── FRAGMENT
Elektriciteit en waterstof
In 2023 is het aandeel hernieuwbare elektriciteit sterk gestegen. Het aantal registraties van leveringen hernieuwbare elektriciteit aan vervoer nam met 60% toe, wat resulteerde in een aandeel van 4,5% van het totaal aan hernieuwbare energie aan vervoer. Deze trend zal waarschijnlijk doorzetten vanwege de groei van elektrische voertuigen en de bekendheid van de HBE-systematiek. Voor het eerst werd ook een (kleine) hoeveelheid waterstof geregistreerd.
────
── GEGEVENSFRAGMENTEN
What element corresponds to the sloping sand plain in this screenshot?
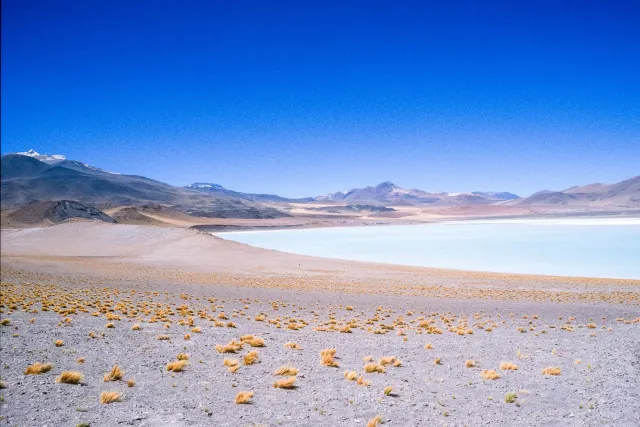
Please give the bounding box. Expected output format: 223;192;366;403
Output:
0;222;640;426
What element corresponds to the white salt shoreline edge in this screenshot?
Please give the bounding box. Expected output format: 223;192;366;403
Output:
────
#### OPGAVE
Zet het fragment over elektriciteit en waterstof voort na de laatste zin. De lijst heb je niet nodig.

#### UITGEWERKTE OPGAVE
Ontwikkelingen
De Nederlandse Emissieautoriteit (NEa) bereidt zich samen met het Ministerie van IenW voor op de implementatie van de herziene Richtlijn hernieuwbare energie (RED III), die vanaf 1 januari 2026 van kracht wordt. De nieuwe richtlijn beloont CO2-emissiereductie in de keten in plaats van het volume aan geleverde hernieuwbare energie. Daarnaast worden per vervoersector eigen verduurzamingsambities vastgesteld. De NEa voert ook de Europese brandstofverordeningen ReFuel Aviation en FuelEU Maritime uit, die respectievelijk de luchtvaart en zeevaart stimuleren om meer hernieuwbare brandstoffen te gebruiken.